*** Opening Source passage ***

By Dr Fang-long Shih
Co-Director, LSE Taiwan Research Programme
26 May 2016

This commentary is written by Dr Fang-long Shih as a response to Taiwan President Tsai Ing-wen’s Inauguration Address. It is based on an interview that was conducted by the BBC TV World News in the morning of Friday 20 May 2016,  followed by another invitation on 26 May to respond to comments made by a high-ranking governmental official in Beijing released on Chinese News Agency stating that "Taiwan’s new female leader is radical because she is single". The commentary follows on from Dr Shih’s 5-minute interview with the BBC TV World News, and analyses the political philosophy in President Tsai Ing-wen’s inaugural address as "not vague, but moderate."

*** Closing Source passage ***
*** Opening Supplied data ***

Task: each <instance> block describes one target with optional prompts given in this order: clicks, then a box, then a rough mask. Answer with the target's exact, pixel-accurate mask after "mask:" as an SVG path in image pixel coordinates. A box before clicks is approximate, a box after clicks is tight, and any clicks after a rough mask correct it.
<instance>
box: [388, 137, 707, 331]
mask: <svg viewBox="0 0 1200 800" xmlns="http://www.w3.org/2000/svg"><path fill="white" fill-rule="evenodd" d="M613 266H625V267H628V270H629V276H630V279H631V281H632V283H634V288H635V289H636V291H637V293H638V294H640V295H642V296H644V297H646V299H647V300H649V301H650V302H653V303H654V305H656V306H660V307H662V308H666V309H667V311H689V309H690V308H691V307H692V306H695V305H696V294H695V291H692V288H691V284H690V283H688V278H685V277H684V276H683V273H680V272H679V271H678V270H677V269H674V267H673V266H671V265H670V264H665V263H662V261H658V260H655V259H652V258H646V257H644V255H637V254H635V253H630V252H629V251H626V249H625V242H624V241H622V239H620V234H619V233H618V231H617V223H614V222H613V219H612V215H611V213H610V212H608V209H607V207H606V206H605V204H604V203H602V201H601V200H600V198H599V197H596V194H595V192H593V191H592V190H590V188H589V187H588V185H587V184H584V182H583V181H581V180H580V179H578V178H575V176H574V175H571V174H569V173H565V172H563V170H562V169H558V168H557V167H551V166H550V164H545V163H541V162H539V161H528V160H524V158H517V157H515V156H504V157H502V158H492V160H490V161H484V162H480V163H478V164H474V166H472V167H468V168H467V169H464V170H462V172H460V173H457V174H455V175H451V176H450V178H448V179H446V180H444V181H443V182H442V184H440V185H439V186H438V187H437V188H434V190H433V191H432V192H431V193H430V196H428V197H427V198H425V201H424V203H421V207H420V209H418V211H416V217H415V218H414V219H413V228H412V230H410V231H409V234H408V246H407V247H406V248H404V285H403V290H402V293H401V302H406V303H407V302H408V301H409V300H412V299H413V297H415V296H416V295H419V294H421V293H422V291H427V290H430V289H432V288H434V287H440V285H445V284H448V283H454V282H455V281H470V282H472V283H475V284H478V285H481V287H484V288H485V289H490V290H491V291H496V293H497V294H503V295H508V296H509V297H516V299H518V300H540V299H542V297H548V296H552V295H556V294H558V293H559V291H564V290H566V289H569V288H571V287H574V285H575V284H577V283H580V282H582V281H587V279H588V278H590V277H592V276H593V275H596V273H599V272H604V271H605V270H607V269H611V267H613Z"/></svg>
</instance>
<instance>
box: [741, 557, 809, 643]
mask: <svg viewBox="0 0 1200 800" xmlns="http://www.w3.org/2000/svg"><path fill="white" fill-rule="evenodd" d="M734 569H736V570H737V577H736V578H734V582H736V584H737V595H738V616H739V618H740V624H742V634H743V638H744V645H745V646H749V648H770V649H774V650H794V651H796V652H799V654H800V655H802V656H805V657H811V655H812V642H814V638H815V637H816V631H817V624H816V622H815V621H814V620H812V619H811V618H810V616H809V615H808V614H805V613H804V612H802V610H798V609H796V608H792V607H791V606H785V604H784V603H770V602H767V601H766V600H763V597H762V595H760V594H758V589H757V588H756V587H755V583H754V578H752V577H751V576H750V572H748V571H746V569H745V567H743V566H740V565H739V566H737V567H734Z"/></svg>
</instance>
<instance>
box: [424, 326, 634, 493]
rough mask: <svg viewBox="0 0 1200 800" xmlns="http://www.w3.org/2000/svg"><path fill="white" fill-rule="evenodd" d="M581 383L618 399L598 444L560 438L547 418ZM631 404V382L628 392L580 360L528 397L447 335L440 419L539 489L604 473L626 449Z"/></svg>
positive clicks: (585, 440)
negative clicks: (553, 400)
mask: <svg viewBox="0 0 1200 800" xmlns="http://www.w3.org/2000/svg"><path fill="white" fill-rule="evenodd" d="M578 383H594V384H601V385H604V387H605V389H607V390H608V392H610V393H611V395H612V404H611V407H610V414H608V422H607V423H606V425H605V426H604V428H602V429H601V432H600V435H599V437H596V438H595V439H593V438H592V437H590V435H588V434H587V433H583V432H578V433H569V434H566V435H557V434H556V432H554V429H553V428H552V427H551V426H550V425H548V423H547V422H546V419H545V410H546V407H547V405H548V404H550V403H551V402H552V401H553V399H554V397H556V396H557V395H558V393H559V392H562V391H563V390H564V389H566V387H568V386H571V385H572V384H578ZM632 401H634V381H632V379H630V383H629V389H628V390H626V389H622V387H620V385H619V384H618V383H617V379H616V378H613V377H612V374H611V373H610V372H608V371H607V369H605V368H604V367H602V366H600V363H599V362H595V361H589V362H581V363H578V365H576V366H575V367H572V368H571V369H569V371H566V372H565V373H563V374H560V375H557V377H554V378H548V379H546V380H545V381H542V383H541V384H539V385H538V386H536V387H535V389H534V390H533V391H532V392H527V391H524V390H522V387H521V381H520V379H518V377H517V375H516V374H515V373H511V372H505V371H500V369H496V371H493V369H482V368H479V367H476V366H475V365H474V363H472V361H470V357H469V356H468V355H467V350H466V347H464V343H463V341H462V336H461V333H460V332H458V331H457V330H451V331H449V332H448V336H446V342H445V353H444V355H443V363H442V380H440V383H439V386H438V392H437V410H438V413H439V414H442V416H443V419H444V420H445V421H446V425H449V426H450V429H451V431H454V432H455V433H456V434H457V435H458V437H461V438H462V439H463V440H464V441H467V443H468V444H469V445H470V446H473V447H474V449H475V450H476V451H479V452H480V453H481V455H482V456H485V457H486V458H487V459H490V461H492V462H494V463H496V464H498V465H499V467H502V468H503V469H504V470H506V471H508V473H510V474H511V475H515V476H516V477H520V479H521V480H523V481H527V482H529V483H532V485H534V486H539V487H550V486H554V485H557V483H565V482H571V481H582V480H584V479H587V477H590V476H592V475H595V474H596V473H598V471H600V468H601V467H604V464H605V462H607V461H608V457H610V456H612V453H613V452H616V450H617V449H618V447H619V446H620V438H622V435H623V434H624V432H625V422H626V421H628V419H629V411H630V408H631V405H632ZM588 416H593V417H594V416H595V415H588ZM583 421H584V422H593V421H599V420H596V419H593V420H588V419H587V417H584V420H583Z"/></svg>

*** Closing Supplied data ***

According to the commentary on President Tsai Ing-wen's inaugural address, how does it characterize the political philosophy in that address? The records are separate material and have no connection to the commentary on President Tsai Ing-wen's inaugural address.

Answer section: It characterizes it as "not vague, but moderate."